# Record list

┄┄┄┄┄┄

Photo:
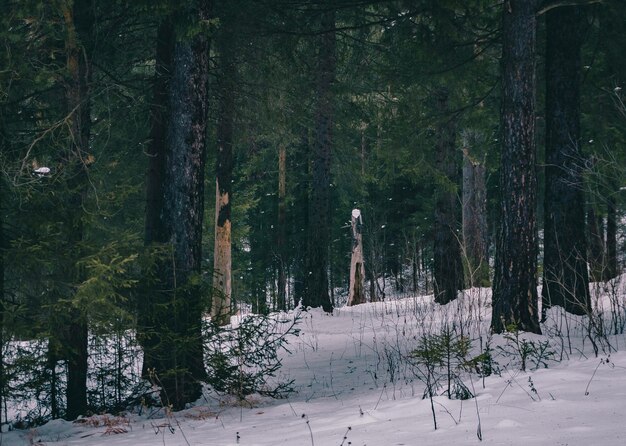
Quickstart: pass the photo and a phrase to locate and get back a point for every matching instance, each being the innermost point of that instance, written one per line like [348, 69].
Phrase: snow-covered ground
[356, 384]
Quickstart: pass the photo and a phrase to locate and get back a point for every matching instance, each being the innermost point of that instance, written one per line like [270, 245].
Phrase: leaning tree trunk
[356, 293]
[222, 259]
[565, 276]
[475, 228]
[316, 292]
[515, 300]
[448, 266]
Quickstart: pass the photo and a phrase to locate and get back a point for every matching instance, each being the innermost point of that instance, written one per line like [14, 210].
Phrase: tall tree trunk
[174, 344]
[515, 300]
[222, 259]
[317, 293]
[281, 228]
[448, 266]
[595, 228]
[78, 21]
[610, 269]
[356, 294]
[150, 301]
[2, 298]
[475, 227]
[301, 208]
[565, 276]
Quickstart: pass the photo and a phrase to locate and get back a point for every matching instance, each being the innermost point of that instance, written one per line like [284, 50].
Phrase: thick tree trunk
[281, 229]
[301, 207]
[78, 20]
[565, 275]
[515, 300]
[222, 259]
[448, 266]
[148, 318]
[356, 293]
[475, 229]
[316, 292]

┄┄┄┄┄┄

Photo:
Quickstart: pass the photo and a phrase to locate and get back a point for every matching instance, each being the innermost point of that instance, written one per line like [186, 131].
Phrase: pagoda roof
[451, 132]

┄┄┄┄┄┄

# Set exercise
Find each line in the entries above that contains the string "trunk", treating uppercase and lowercase as distinct, and copy every such line.

# Complete output
Phrase: leaning tree trunk
Phrase: tall tree trunk
Phrase: thick tree trunk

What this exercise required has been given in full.